WORK REQUIRED: Take every line from the entries below that includes the word "cardigan" and copy it.

PROVIDED DATA:
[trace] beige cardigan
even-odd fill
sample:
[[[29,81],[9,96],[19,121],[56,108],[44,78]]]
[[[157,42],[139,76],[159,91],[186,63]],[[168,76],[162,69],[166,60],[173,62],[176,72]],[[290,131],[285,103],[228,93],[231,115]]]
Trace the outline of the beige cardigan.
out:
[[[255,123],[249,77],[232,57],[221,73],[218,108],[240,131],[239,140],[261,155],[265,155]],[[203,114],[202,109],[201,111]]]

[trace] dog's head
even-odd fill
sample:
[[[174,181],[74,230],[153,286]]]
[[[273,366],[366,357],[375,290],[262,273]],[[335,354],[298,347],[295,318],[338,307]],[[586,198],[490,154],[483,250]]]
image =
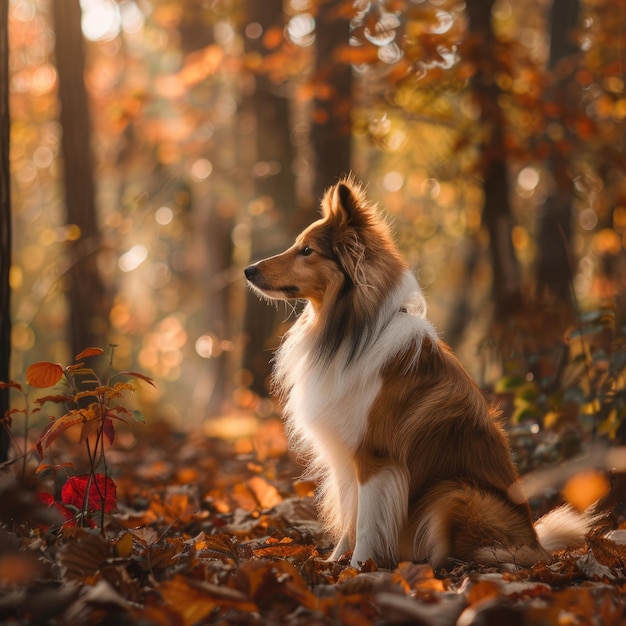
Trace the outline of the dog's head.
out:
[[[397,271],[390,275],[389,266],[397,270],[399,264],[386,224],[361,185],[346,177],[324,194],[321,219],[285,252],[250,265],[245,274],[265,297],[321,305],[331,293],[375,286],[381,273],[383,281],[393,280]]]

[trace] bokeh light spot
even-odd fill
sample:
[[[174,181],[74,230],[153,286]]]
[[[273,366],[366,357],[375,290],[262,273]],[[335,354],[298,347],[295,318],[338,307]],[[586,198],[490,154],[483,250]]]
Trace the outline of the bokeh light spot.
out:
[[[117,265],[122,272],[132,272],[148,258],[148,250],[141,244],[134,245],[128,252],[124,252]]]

...

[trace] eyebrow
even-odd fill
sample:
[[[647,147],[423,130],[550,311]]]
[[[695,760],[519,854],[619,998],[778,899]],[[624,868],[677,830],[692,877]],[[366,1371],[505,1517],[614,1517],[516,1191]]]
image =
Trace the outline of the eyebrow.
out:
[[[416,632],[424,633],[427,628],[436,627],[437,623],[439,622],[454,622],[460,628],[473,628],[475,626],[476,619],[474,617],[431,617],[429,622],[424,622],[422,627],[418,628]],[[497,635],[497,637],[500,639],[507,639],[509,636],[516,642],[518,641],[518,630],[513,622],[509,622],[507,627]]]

FINISHED EXERCISE:
[trace] beige cardigan
Trace the outline of the beige cardigan.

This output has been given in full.